_Extrait choisi_.
★ ★ ★ ★ ★ ★ ★

L’organisation des salariées face au sexisme et leur volonté de s’adresser à leurs collègues hommes a notamment abouti à la grève d’une vingtaine de collègues de Rozenn en solidarité avec elle le 27 mars. Une grève inédite dans l’histoire de Chronodrive, qui remet cette méthode historique du mouvement ouvrier au centre de la lutte pour l’émancipation des femmes. « Voir qu’aujourd’hui une vingtaine de salariés, dont beaucoup d’hommes, se mettent en grève en soutien à une collègue qui a lutté contre le sexisme, je trouve ça très puissant », témoigne Rozenn. Une grève articulée autour de revendications liées aux conditions de travail de l’ensemble des travailleurs de Chronodrive, pour la plupart jeunes étudiants précaires, mais également une grève féministe, contre l’oppression patriarcale. Une grève pour le pain et pour les roses.

La rupture entre mouvements féministe et ouvrier n’est pas une fatalité

En bousculant les frontières entre les luttes économiques et sociales, entre syndicalisme et féminisme, la campagne contre le licenciement de Rozenn, à l’échelle d’une bataille défensive, incarne l’alliance entre une jeune génération ouvrière qui n’a pas subi le poids des trahisons et du corporatisme syndical, et un mouvement féministe en plein élan qui lutte avec acharnement contre les violences sexistes et sexuelles.

Dans notre article de dialogue avec le Féminisme des 99%, nous disions que « pour porter un coup décisif au capitalisme, il faut disposer du pouvoir qu’ont entre leurs mains les secteurs qui font tourner les principaux ressorts de la production mais aussi des services qui rendent possibles la création des profits capitalistes. Cela nécessite également que ces secteurs (où aujourd’hui la participation des femmes est infiniment plus élevée qu’elle ne l’était il y a encore quelques décennies) établissent une alliance avec tous les autres secteurs des classes opprimés par le système capitalisme.

★ ★ ★ ★ ★ ★ ★

_Données fournies_.
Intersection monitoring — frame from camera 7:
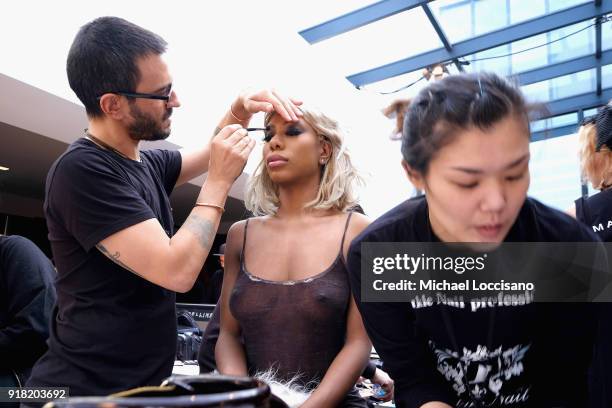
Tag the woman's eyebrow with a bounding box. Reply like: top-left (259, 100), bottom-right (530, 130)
top-left (451, 153), bottom-right (529, 174)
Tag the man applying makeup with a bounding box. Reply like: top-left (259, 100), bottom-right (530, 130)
top-left (27, 17), bottom-right (299, 396)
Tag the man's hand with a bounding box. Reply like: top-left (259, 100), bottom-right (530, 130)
top-left (371, 368), bottom-right (395, 402)
top-left (232, 89), bottom-right (302, 122)
top-left (208, 125), bottom-right (255, 185)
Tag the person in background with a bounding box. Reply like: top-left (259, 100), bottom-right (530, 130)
top-left (568, 101), bottom-right (612, 407)
top-left (568, 104), bottom-right (612, 241)
top-left (0, 235), bottom-right (56, 402)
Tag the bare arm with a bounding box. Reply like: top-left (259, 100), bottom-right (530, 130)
top-left (97, 125), bottom-right (255, 292)
top-left (176, 89), bottom-right (301, 186)
top-left (302, 296), bottom-right (372, 408)
top-left (302, 213), bottom-right (372, 408)
top-left (565, 204), bottom-right (576, 218)
top-left (215, 221), bottom-right (247, 375)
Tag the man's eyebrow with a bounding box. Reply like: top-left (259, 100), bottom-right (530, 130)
top-left (153, 82), bottom-right (172, 92)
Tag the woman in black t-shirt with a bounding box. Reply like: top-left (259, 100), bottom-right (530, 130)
top-left (348, 73), bottom-right (597, 408)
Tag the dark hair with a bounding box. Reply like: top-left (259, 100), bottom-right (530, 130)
top-left (66, 17), bottom-right (167, 117)
top-left (402, 73), bottom-right (531, 174)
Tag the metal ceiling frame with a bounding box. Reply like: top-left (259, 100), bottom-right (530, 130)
top-left (300, 0), bottom-right (612, 131)
top-left (347, 0), bottom-right (612, 87)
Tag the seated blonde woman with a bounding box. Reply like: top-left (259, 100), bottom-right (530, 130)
top-left (215, 108), bottom-right (371, 408)
top-left (568, 104), bottom-right (612, 241)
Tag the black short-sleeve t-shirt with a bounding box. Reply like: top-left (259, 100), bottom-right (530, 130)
top-left (28, 139), bottom-right (181, 395)
top-left (347, 197), bottom-right (598, 408)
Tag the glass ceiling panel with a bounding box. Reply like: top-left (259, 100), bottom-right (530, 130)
top-left (530, 112), bottom-right (578, 132)
top-left (297, 0), bottom-right (378, 31)
top-left (528, 134), bottom-right (582, 211)
top-left (521, 69), bottom-right (596, 102)
top-left (462, 20), bottom-right (595, 75)
top-left (601, 64), bottom-right (612, 89)
top-left (313, 7), bottom-right (442, 75)
top-left (429, 0), bottom-right (589, 43)
top-left (601, 21), bottom-right (612, 50)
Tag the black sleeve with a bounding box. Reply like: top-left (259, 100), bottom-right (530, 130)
top-left (348, 238), bottom-right (457, 408)
top-left (0, 236), bottom-right (56, 369)
top-left (142, 149), bottom-right (183, 195)
top-left (198, 303), bottom-right (221, 373)
top-left (47, 152), bottom-right (155, 251)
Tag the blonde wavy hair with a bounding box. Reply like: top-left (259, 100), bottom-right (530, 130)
top-left (578, 123), bottom-right (612, 190)
top-left (244, 106), bottom-right (363, 216)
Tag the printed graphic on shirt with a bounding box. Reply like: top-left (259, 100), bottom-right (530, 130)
top-left (429, 341), bottom-right (530, 408)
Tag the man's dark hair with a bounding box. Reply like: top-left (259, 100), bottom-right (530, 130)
top-left (402, 73), bottom-right (533, 175)
top-left (66, 17), bottom-right (167, 117)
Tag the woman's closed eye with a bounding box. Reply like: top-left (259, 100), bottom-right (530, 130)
top-left (263, 126), bottom-right (303, 143)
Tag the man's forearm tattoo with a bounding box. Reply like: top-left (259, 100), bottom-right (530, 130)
top-left (182, 214), bottom-right (216, 251)
top-left (96, 244), bottom-right (142, 277)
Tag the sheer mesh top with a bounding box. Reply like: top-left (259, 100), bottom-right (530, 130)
top-left (230, 213), bottom-right (352, 388)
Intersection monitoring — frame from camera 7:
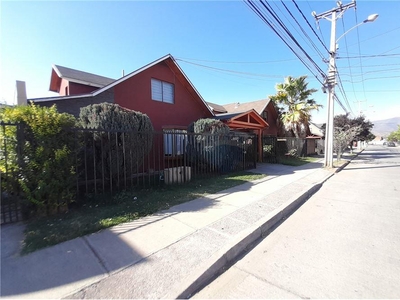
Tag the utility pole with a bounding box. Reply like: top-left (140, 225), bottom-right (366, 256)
top-left (312, 0), bottom-right (356, 168)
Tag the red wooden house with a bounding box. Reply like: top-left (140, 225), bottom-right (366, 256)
top-left (33, 55), bottom-right (214, 131)
top-left (208, 99), bottom-right (278, 136)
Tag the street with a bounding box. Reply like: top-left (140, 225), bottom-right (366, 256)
top-left (193, 145), bottom-right (400, 299)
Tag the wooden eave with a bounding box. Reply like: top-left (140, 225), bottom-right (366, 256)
top-left (222, 109), bottom-right (269, 129)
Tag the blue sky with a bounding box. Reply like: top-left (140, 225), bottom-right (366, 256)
top-left (0, 0), bottom-right (400, 122)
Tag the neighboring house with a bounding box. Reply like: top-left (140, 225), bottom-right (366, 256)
top-left (49, 65), bottom-right (115, 96)
top-left (308, 122), bottom-right (324, 138)
top-left (208, 99), bottom-right (278, 136)
top-left (306, 122), bottom-right (325, 154)
top-left (29, 55), bottom-right (214, 131)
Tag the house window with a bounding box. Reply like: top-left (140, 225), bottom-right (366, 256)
top-left (151, 78), bottom-right (174, 103)
top-left (164, 129), bottom-right (187, 156)
top-left (262, 110), bottom-right (268, 122)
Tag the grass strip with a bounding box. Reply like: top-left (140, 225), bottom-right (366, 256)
top-left (21, 172), bottom-right (266, 254)
top-left (278, 156), bottom-right (319, 167)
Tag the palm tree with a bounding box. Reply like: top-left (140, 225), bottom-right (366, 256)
top-left (270, 76), bottom-right (322, 138)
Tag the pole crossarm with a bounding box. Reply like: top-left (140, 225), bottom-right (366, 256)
top-left (314, 1), bottom-right (356, 20)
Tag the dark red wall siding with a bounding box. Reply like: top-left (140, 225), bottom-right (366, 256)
top-left (68, 82), bottom-right (99, 95)
top-left (114, 63), bottom-right (212, 131)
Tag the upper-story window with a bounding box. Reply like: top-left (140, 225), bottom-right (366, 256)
top-left (262, 110), bottom-right (268, 122)
top-left (151, 78), bottom-right (174, 103)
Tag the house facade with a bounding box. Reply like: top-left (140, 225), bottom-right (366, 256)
top-left (29, 55), bottom-right (214, 131)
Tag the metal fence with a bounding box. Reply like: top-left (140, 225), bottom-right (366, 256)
top-left (262, 136), bottom-right (278, 163)
top-left (76, 130), bottom-right (256, 195)
top-left (0, 123), bottom-right (257, 223)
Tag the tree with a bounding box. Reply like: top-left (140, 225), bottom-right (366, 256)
top-left (333, 124), bottom-right (362, 161)
top-left (0, 103), bottom-right (76, 214)
top-left (387, 125), bottom-right (400, 142)
top-left (270, 76), bottom-right (322, 138)
top-left (351, 116), bottom-right (375, 141)
top-left (333, 113), bottom-right (375, 145)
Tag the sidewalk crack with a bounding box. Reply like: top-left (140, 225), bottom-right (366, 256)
top-left (82, 236), bottom-right (110, 275)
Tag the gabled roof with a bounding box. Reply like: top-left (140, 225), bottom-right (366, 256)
top-left (214, 109), bottom-right (269, 129)
top-left (50, 65), bottom-right (115, 92)
top-left (34, 54), bottom-right (214, 115)
top-left (222, 99), bottom-right (271, 115)
top-left (207, 102), bottom-right (227, 113)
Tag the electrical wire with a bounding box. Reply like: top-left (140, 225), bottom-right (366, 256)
top-left (292, 0), bottom-right (329, 53)
top-left (356, 10), bottom-right (367, 99)
top-left (244, 0), bottom-right (326, 85)
top-left (341, 18), bottom-right (358, 105)
top-left (281, 0), bottom-right (329, 60)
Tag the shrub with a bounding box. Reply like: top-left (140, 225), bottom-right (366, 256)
top-left (0, 103), bottom-right (76, 214)
top-left (79, 103), bottom-right (153, 180)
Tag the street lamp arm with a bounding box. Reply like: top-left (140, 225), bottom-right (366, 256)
top-left (336, 14), bottom-right (379, 43)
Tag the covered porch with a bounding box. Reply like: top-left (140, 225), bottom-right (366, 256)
top-left (214, 109), bottom-right (269, 162)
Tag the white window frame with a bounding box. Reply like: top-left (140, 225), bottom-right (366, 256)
top-left (151, 78), bottom-right (175, 104)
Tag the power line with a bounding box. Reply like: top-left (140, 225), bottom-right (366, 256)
top-left (175, 58), bottom-right (284, 78)
top-left (281, 0), bottom-right (329, 60)
top-left (354, 11), bottom-right (367, 98)
top-left (342, 18), bottom-right (357, 104)
top-left (244, 0), bottom-right (325, 84)
top-left (336, 53), bottom-right (400, 59)
top-left (292, 0), bottom-right (329, 53)
top-left (177, 57), bottom-right (297, 64)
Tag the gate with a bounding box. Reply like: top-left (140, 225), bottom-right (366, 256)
top-left (0, 122), bottom-right (23, 224)
top-left (262, 136), bottom-right (278, 164)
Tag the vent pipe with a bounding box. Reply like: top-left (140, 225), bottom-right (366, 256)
top-left (16, 80), bottom-right (28, 105)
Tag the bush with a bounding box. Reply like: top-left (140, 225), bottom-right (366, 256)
top-left (0, 103), bottom-right (76, 214)
top-left (79, 103), bottom-right (153, 179)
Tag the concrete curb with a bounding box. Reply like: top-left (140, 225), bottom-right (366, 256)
top-left (163, 173), bottom-right (335, 299)
top-left (335, 149), bottom-right (365, 173)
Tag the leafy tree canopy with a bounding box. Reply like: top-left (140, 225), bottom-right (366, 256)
top-left (270, 76), bottom-right (322, 137)
top-left (387, 125), bottom-right (400, 142)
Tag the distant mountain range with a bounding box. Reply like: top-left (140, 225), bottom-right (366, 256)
top-left (371, 117), bottom-right (400, 136)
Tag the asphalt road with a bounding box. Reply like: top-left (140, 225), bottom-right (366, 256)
top-left (193, 145), bottom-right (400, 299)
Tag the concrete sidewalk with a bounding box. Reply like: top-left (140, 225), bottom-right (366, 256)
top-left (1, 158), bottom-right (344, 298)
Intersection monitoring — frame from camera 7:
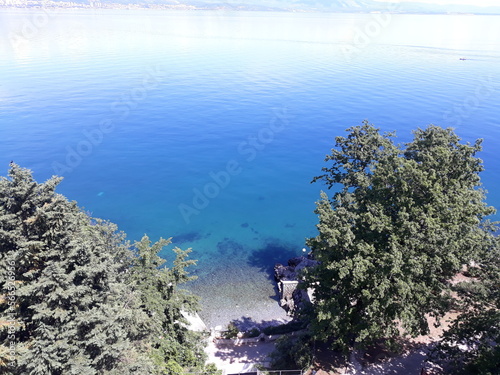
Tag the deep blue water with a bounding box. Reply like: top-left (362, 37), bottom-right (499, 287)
top-left (0, 9), bottom-right (500, 326)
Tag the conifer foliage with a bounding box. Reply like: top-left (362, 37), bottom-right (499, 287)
top-left (130, 236), bottom-right (205, 374)
top-left (306, 122), bottom-right (494, 350)
top-left (0, 163), bottom-right (209, 375)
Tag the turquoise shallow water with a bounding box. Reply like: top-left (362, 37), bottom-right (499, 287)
top-left (0, 10), bottom-right (500, 322)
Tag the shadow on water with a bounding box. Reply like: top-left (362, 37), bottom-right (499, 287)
top-left (248, 239), bottom-right (298, 280)
top-left (172, 232), bottom-right (210, 245)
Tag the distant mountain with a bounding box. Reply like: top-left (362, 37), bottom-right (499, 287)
top-left (12, 0), bottom-right (500, 15)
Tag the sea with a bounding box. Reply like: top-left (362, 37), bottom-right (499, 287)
top-left (0, 9), bottom-right (500, 325)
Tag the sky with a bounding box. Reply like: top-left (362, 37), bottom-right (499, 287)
top-left (375, 0), bottom-right (500, 7)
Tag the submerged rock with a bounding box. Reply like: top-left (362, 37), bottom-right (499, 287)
top-left (274, 256), bottom-right (319, 315)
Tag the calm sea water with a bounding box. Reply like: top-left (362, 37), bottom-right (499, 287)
top-left (0, 10), bottom-right (500, 322)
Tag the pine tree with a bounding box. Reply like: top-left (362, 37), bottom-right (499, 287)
top-left (129, 235), bottom-right (206, 374)
top-left (0, 164), bottom-right (152, 375)
top-left (306, 122), bottom-right (494, 350)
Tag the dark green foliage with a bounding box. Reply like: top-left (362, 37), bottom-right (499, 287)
top-left (305, 122), bottom-right (494, 350)
top-left (433, 238), bottom-right (500, 375)
top-left (0, 164), bottom-right (216, 375)
top-left (0, 164), bottom-right (150, 375)
top-left (129, 236), bottom-right (205, 374)
top-left (222, 322), bottom-right (240, 339)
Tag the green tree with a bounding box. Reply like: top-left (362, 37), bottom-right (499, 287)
top-left (305, 121), bottom-right (494, 350)
top-left (130, 236), bottom-right (206, 374)
top-left (0, 164), bottom-right (152, 375)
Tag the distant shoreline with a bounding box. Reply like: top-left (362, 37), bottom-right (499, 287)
top-left (0, 0), bottom-right (500, 16)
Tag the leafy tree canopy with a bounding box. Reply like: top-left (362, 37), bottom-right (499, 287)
top-left (306, 121), bottom-right (495, 350)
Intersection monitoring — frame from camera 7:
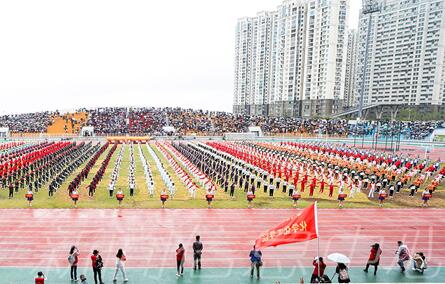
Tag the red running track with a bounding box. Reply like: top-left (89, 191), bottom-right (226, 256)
top-left (0, 208), bottom-right (445, 268)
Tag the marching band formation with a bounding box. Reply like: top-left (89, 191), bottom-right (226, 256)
top-left (0, 141), bottom-right (445, 207)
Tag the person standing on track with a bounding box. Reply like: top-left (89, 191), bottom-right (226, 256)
top-left (396, 241), bottom-right (410, 272)
top-left (311, 257), bottom-right (326, 283)
top-left (363, 243), bottom-right (382, 275)
top-left (249, 245), bottom-right (263, 279)
top-left (34, 271), bottom-right (46, 284)
top-left (68, 246), bottom-right (80, 281)
top-left (113, 249), bottom-right (128, 282)
top-left (193, 236), bottom-right (203, 270)
top-left (176, 244), bottom-right (185, 277)
top-left (91, 249), bottom-right (104, 284)
top-left (230, 182), bottom-right (235, 199)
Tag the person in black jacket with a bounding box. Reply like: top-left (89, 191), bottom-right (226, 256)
top-left (193, 236), bottom-right (203, 270)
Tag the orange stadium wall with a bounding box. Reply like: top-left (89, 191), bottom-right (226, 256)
top-left (107, 136), bottom-right (151, 144)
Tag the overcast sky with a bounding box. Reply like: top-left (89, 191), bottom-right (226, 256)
top-left (0, 0), bottom-right (361, 113)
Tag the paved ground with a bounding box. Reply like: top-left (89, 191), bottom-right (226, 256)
top-left (0, 208), bottom-right (445, 283)
top-left (0, 268), bottom-right (445, 284)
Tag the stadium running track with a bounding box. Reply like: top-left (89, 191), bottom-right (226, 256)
top-left (0, 208), bottom-right (445, 284)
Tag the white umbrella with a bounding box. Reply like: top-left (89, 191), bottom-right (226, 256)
top-left (328, 252), bottom-right (351, 263)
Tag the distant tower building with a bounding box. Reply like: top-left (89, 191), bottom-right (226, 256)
top-left (355, 0), bottom-right (445, 112)
top-left (233, 0), bottom-right (348, 117)
top-left (344, 30), bottom-right (357, 108)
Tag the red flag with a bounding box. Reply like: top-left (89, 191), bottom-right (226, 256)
top-left (255, 204), bottom-right (318, 248)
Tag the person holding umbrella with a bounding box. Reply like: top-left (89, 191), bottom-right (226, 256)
top-left (335, 262), bottom-right (351, 283)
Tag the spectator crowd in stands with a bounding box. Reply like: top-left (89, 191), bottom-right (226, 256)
top-left (0, 111), bottom-right (54, 133)
top-left (0, 107), bottom-right (443, 139)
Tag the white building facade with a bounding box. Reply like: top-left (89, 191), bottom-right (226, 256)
top-left (343, 30), bottom-right (357, 108)
top-left (233, 0), bottom-right (348, 117)
top-left (353, 0), bottom-right (445, 110)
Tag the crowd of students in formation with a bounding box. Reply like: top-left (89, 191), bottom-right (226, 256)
top-left (147, 144), bottom-right (176, 199)
top-left (166, 142), bottom-right (445, 207)
top-left (0, 107), bottom-right (443, 139)
top-left (0, 142), bottom-right (104, 202)
top-left (0, 141), bottom-right (445, 207)
top-left (35, 239), bottom-right (427, 284)
top-left (138, 143), bottom-right (155, 197)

★ ★ ★ ★ ★ ★ ★

_À faire_.
(1) Recopiez mot pour mot le passage de l'extrait sur la grève chez Chronodrive situé entre « La rupture entre » et « sexistes et sexuelles. », ces deux bornes comprises.
(2) Répondez aux questions suivantes d'après l'extrait sur la grève chez Chronodrive :
(a) À quelle date une vingtaine de collègues de Rozenn ont-ils fait grève ?
(b) Qui sont, pour la plupart, les travailleurs de Chronodrive ?
(c) Contre quoi le mouvement féministe lutte-t-il avec acharnement ?
(3) Poursuivez l'extrait sur la grève chez Chronodrive à partir de l'endroit où il s'arrête.

_Réponses par consigne_.
(1)
La rupture entre mouvements féministe et ouvrier n’est pas une fatalité

En bousculant les frontières entre les luttes économiques et sociales, entre syndicalisme et féminisme, la campagne contre le licenciement de Rozenn, à l’échelle d’une bataille défensive, incarne l’alliance entre une jeune génération ouvrière qui n’a pas subi le poids des trahisons et du corporatisme syndical, et un mouvement féministe en plein élan qui lutte avec acharnement contre les violences sexistes et sexuelles.

(2)
(a) Le 27 mars.
(b) De jeunes étudiants précaires.
(c) Contre les violences sexistes et sexuelles.

(3)
C’est pour cela que nous considérons que c’est une tâche du féminisme qui se revendique anticapitaliste de se battre contre les directions syndicales corporatistes du mouvement ouvrier qui maintiennent une séparation arbitraire et fonctionnelle au capitalisme, entre les revendications économiques des travailleuses et travailleurs et les revendications démocratiques qui concernent des secteurs plus larges. Mais il est également nécessaire de batailler contre les directions (tout aussi corporatistes) des mouvements sociaux qui, en niant ce pouvoir des secteurs concentrés de la classe ouvrière contre le capital, tentent de subordonner ces luttes démocratiques à une perspective réformiste limitée, ce qui toujours plus utopiste dans le contexte d’un capitalisme en crise. »

En ce sens, le large soutien obtenu par Rozenn et ses collègues de Chronodrive, depuis Mona Chollet à Caroline de Haas, en passant par la présence d’organisations comme Nous Toutes et Osez le féminisme lors du rassemblement organisé devant le magasin le 27 mars, incarne à l’échelle d’une bataille partielle cette alliance indispensable entre les mouvements sociaux – ici les organisations féministes – et un secteur de la classe ouvrière. Une alliance qui se construit autour de la seule méthode de lutte qui permette d’établir un véritable rapport de forces contre le capitalisme patriarcal : la lutte des classes.